Document extract:
Prior to the 1930s, most topographic maps were made exclusively from field surveys. With the advent of aerial photography - and specifically with stereo pairs - it became possible not only to produce planimetric maps but also to draw contours by using special instrumental techniques. Ground surveying is still necessary to precisely establish locations within the photo scenes whose coordinates and elevations are accurately fixed as calibration points. To understand how stereophotogrammetry is applied to contouring requires that you master the concepts behind stereographic viewing.

This style of viewing is as familiar as seeing. When you close one eye, look at some object in the room, then blink open that eye while simultaneously closing the other, and repeat this rapidly, the end effect is that the object appears to slightly move laterally. This shift is even more dramatic when you hold an index finger about 30 cm (18 inches) in front of your nose and perform the above operation. This apparition is instigated by the principle of parallax. Parallax is just the apparent displacement of a viewed point or small object at a given distance away that results from a change in the point of observation (for a person that could simply be from one eye to the other at a fixed location or from relocation from one viewing spot to another). Your line of sight from each eye is not quite parallel to the selected target, but converges from the eye pair, so that the left eye sees a bit of the left side of the target not seen by the right eye while that right picks up a bit of the right missed by the left. In this way the eyes send a signal to the brain which, on further processing, creates the "illusion" of depth.

Listing:
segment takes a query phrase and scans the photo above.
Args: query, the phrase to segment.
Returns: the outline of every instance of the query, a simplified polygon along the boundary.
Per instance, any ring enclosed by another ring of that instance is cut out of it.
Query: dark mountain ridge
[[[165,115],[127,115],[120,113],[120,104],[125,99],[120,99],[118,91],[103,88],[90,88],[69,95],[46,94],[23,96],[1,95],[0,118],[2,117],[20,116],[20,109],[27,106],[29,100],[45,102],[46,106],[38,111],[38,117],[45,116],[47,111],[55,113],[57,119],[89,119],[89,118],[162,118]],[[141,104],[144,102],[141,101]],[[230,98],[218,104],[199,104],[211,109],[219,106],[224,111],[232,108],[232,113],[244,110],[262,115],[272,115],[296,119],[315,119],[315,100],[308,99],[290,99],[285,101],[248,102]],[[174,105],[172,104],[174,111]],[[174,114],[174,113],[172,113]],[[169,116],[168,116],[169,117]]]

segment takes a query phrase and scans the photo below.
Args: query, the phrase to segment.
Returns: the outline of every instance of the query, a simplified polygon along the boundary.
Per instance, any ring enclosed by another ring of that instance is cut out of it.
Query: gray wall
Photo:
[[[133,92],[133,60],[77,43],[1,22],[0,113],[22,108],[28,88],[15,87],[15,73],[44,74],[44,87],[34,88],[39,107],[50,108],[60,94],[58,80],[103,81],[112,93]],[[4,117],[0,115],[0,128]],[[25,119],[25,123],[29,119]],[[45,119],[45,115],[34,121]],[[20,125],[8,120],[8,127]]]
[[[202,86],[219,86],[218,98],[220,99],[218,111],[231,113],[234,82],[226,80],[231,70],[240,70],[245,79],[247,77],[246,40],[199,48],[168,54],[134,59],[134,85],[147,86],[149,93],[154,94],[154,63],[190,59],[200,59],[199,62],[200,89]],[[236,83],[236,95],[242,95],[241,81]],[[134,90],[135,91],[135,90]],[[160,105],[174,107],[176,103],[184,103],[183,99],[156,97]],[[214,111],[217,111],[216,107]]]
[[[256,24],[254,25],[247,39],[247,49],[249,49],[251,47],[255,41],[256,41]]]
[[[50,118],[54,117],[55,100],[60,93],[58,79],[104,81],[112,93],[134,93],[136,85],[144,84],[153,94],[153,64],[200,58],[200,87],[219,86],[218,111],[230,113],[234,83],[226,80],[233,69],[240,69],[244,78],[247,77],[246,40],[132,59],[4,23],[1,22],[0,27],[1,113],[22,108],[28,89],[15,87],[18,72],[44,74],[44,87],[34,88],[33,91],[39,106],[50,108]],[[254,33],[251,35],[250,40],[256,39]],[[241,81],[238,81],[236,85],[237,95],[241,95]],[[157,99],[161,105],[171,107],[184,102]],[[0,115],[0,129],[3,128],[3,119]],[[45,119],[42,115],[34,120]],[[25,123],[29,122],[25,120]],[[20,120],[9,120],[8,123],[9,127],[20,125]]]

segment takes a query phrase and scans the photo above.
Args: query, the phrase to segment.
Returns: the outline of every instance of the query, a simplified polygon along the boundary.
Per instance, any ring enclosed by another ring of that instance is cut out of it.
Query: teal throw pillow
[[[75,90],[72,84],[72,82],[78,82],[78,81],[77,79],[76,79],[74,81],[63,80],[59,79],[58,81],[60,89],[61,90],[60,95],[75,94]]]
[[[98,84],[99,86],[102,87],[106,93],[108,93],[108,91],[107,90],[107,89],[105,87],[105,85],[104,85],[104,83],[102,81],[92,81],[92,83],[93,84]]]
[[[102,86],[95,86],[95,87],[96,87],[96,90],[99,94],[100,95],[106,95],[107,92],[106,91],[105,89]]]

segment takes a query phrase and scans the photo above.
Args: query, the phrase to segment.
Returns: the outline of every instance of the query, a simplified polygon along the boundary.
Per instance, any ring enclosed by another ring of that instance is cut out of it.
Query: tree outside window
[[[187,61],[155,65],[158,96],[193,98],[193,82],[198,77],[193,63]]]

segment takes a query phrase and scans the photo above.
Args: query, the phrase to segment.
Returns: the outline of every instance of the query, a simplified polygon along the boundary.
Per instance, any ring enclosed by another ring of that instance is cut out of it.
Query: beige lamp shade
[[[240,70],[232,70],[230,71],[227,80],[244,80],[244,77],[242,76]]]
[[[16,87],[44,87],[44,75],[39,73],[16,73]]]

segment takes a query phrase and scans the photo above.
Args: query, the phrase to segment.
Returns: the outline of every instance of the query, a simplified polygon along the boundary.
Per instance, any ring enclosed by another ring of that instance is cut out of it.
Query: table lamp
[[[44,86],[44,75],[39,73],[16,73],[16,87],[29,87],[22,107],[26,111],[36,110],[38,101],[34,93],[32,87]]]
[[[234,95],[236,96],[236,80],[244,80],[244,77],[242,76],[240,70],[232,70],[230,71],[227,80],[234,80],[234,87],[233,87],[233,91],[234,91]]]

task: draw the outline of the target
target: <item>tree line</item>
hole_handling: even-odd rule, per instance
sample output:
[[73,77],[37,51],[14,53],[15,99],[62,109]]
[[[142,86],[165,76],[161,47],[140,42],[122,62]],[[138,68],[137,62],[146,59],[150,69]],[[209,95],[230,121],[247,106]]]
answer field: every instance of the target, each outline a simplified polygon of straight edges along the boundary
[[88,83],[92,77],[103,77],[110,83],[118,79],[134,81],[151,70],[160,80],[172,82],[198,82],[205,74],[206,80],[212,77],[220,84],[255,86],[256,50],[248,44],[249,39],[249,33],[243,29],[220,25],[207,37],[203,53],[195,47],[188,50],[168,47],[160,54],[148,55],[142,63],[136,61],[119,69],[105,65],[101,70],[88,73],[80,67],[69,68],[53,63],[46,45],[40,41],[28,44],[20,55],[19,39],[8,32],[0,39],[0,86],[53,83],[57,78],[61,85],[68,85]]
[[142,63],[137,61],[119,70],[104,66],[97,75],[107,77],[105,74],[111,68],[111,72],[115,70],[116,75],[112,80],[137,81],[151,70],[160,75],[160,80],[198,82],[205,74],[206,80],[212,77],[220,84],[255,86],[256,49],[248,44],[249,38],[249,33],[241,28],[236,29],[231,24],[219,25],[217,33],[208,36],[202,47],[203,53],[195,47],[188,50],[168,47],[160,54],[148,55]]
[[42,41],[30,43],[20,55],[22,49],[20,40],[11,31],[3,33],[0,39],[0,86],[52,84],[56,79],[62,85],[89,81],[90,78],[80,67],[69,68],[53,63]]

What is expected:
Can you carry on the passage about parallax and stereo viewing in topographic mapping, starting right after its last sentence?

Output of the task:
This same effect lies at the heart of stereo viewing of photo pairs either taken from two lateral positions on the ground or, in aerial photography, as successive photo pairs with about 50% overlap in a single flight line or with similar sidelap between pairs from adjacent flight lines with some of the scene in common (see Section 10 for further details). When the stereo pair is properly positioned left-right and then viewed through a stereoscope, the eye-brain reaction is an impression of surface curvature or relief as though looking down from a plane at the ground. (A pocket stereoscope consists of two lenses that can be expanded or contracted along a slide bar to be as far apart as the distance between your eyes, placed in a mount that is raised [on collapsable legs] roughly 6 inches above the central region of the stereo pair.) The sense of relief or up-and-down may appear to be exaggerated relative to reality. The degree of vertical exaggeration (VE) depends on the base to height ratio (B/H), which is dependent on the scale of the photos. This, in turn, reflects the actual horizontal ground distance B between any two equivalent points identifiable in the two photos and the height (H) of the camera when each photo in the pair was snapped; these points will, of course, not occupy the same position in the two photos owing to the forward motion of the imaging platform. The exaggeration is further influenced by the apparent height (h) of the viewer's eyes at which the stereo model is perceived to extend and the breadth (b) between the eye centers of the particular individual, so that the VE = (B/H)(h/b). VE typically ranges between 1+ and 6+ for B/H ranges between ~0.2 and 1.2.

If you have access to a pocket stereoscope, you may be able to see the stereo effect by placing it, with legs extended, against the image below as it appears on the screen. This usually doesn't work for most observers, so that it is probably necessary to print the pair out, cut them apart, and then view with the stereoscope, likely having to move one or the other laterally until the area viewed in common fuses visually into the stereo effect.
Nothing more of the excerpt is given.